(Spatial annotation records)
• • • •
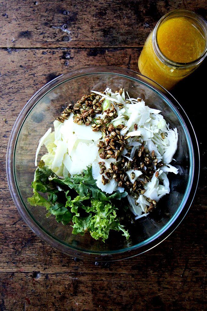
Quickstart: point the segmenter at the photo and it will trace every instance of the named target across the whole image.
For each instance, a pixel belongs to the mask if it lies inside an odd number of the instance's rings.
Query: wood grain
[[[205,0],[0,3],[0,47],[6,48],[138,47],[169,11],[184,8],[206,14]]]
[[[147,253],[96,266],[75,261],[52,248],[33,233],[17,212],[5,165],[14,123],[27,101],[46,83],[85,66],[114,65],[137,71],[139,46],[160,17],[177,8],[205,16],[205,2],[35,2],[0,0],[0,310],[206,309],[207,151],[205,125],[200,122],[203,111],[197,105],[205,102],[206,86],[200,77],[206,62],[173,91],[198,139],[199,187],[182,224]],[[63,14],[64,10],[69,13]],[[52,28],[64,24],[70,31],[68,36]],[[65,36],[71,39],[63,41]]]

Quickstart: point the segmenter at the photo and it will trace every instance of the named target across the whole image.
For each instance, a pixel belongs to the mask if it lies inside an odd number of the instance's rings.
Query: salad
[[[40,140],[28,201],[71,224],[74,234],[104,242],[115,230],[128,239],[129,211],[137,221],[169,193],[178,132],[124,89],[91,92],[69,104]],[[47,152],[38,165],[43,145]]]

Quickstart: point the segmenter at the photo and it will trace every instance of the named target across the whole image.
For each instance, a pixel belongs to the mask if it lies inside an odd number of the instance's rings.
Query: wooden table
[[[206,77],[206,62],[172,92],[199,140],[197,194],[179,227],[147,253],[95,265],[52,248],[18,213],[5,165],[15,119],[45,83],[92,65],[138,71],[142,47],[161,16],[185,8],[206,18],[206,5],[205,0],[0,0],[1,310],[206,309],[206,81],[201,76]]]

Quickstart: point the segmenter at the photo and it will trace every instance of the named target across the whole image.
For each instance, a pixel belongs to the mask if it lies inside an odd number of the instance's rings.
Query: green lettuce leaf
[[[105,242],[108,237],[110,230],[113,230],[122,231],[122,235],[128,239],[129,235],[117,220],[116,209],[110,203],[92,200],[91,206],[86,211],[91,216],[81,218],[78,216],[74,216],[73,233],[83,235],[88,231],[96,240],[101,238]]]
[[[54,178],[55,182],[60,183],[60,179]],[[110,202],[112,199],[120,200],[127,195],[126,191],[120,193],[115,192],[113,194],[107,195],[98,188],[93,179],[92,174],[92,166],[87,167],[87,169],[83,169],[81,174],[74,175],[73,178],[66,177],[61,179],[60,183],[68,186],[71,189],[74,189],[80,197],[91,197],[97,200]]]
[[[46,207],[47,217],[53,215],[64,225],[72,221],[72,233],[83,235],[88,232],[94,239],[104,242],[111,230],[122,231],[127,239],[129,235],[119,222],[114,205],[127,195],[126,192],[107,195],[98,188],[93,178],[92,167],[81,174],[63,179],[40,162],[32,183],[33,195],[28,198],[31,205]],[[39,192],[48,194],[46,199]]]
• • • •
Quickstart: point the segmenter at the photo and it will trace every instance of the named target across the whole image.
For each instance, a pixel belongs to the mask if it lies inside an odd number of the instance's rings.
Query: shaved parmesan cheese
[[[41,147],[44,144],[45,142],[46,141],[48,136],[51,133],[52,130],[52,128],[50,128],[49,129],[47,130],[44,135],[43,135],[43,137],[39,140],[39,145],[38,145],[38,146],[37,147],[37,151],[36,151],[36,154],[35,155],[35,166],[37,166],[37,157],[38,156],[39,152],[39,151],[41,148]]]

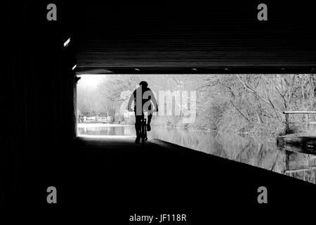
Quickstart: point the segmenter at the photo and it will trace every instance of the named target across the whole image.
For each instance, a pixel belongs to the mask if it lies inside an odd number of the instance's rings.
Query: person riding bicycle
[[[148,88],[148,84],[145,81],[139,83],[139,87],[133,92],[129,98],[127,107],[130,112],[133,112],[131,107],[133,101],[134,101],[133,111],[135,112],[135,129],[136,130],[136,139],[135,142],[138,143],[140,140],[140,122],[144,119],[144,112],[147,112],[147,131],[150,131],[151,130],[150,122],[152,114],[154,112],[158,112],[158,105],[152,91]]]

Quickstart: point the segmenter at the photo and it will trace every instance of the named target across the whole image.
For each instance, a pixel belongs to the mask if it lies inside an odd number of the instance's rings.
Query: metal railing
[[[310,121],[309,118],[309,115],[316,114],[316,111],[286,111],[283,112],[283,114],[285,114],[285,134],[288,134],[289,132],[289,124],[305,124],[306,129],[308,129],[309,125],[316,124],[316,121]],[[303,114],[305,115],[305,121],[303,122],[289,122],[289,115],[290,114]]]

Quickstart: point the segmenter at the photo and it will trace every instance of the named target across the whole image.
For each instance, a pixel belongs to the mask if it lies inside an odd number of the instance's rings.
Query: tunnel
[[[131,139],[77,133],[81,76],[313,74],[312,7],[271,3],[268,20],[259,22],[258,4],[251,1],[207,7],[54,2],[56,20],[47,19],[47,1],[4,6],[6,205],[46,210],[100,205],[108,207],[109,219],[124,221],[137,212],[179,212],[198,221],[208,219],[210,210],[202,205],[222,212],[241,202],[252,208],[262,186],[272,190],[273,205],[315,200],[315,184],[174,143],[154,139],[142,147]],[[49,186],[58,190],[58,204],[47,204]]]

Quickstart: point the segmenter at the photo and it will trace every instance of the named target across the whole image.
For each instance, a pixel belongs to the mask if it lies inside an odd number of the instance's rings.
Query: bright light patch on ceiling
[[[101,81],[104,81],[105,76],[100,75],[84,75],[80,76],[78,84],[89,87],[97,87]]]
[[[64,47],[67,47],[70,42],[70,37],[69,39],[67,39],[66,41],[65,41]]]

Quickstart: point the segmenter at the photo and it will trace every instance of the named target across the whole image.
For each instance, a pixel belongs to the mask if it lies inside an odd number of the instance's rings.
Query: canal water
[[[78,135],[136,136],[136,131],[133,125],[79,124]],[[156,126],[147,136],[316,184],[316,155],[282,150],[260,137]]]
• • • •
## What needs to be done
Pick out every line in the records above that contains the word "Query" and copy each one.

## Exercise output
Query: wood grain
Query: salad
Query: wooden table
Query: green lettuce leaf
Query: shaved parmesan cheese
Query: person riding bicycle
Query: metal railing
Query: tunnel
Query: bright light patch on ceiling
Query: canal water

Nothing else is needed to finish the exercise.